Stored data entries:
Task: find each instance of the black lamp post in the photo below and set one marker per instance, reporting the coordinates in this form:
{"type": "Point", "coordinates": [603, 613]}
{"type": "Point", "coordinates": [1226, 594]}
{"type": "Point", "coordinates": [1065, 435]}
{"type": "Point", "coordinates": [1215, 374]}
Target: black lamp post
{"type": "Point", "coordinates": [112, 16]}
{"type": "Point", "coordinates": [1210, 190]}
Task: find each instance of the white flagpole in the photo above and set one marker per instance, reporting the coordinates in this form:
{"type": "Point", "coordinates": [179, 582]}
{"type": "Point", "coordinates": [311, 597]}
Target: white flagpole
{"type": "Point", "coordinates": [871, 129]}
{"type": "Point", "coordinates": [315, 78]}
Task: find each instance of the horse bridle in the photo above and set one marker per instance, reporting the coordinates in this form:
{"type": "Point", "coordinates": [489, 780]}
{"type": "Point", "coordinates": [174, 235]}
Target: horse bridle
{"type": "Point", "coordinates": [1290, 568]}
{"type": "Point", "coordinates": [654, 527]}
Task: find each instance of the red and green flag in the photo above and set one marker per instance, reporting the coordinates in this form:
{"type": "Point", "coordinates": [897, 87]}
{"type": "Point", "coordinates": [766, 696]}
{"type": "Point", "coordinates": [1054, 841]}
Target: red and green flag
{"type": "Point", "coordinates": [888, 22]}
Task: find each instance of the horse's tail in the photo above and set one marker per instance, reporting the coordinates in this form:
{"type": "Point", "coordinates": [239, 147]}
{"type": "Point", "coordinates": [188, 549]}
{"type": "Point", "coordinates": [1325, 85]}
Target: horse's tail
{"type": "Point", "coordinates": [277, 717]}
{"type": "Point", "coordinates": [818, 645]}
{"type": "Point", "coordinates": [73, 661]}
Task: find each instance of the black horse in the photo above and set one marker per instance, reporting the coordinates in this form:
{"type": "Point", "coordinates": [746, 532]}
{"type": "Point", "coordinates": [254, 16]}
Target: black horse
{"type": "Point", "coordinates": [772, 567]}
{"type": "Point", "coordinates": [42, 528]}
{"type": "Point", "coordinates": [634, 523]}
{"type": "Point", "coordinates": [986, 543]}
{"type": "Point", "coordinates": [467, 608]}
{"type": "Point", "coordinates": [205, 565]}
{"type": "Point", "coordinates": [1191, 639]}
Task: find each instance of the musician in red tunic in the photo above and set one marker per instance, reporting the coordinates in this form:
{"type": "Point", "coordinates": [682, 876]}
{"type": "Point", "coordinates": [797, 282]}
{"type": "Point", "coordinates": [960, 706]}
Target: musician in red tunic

◆ **What is expected**: Update the entries by changing every "Target" to "Object" and leaving all other text untouched.

◆ **Answer to the exercise**:
Task: find each instance of the black lamp post in the photo below and set one marker per instance, reporting the coordinates in this form:
{"type": "Point", "coordinates": [603, 613]}
{"type": "Point", "coordinates": [1226, 594]}
{"type": "Point", "coordinates": [1065, 435]}
{"type": "Point", "coordinates": [1215, 374]}
Object: black lamp post
{"type": "Point", "coordinates": [112, 16]}
{"type": "Point", "coordinates": [1210, 190]}
Task: find each instance of the white flagpole in the photo above and set one marker per instance, reporting the coordinates in this form:
{"type": "Point", "coordinates": [179, 582]}
{"type": "Point", "coordinates": [311, 597]}
Object: white flagpole
{"type": "Point", "coordinates": [871, 129]}
{"type": "Point", "coordinates": [315, 78]}
Task: find each instance of the horse bridle in the photo above and set one marker per instance, reporting the coordinates in this form:
{"type": "Point", "coordinates": [489, 780]}
{"type": "Point", "coordinates": [174, 235]}
Object: horse bridle
{"type": "Point", "coordinates": [1290, 568]}
{"type": "Point", "coordinates": [654, 527]}
Task: find each instance of the red and green flag in the photo above and set one marker per instance, reporting the coordinates in this form:
{"type": "Point", "coordinates": [897, 87]}
{"type": "Point", "coordinates": [766, 696]}
{"type": "Point", "coordinates": [1054, 841]}
Object: red and green flag
{"type": "Point", "coordinates": [888, 22]}
Task: find each instance of the horse's tail in the photo above and set one marker per instance, reporting the coordinates in this form:
{"type": "Point", "coordinates": [239, 147]}
{"type": "Point", "coordinates": [188, 549]}
{"type": "Point", "coordinates": [1325, 85]}
Object: horse's tail
{"type": "Point", "coordinates": [277, 717]}
{"type": "Point", "coordinates": [818, 645]}
{"type": "Point", "coordinates": [73, 661]}
Task: find each instance of the black horse in the photo above and set one marker per instance, reporting the coordinates in this form:
{"type": "Point", "coordinates": [746, 532]}
{"type": "Point", "coordinates": [254, 16]}
Object: black horse
{"type": "Point", "coordinates": [772, 567]}
{"type": "Point", "coordinates": [42, 528]}
{"type": "Point", "coordinates": [634, 523]}
{"type": "Point", "coordinates": [986, 543]}
{"type": "Point", "coordinates": [467, 608]}
{"type": "Point", "coordinates": [205, 565]}
{"type": "Point", "coordinates": [1191, 639]}
Task: find each instance of the musician in red tunic in the photo above and set one marker per instance, reporting the coordinates in this form:
{"type": "Point", "coordinates": [682, 876]}
{"type": "Point", "coordinates": [797, 282]}
{"type": "Point", "coordinates": [960, 706]}
Object: musician in red tunic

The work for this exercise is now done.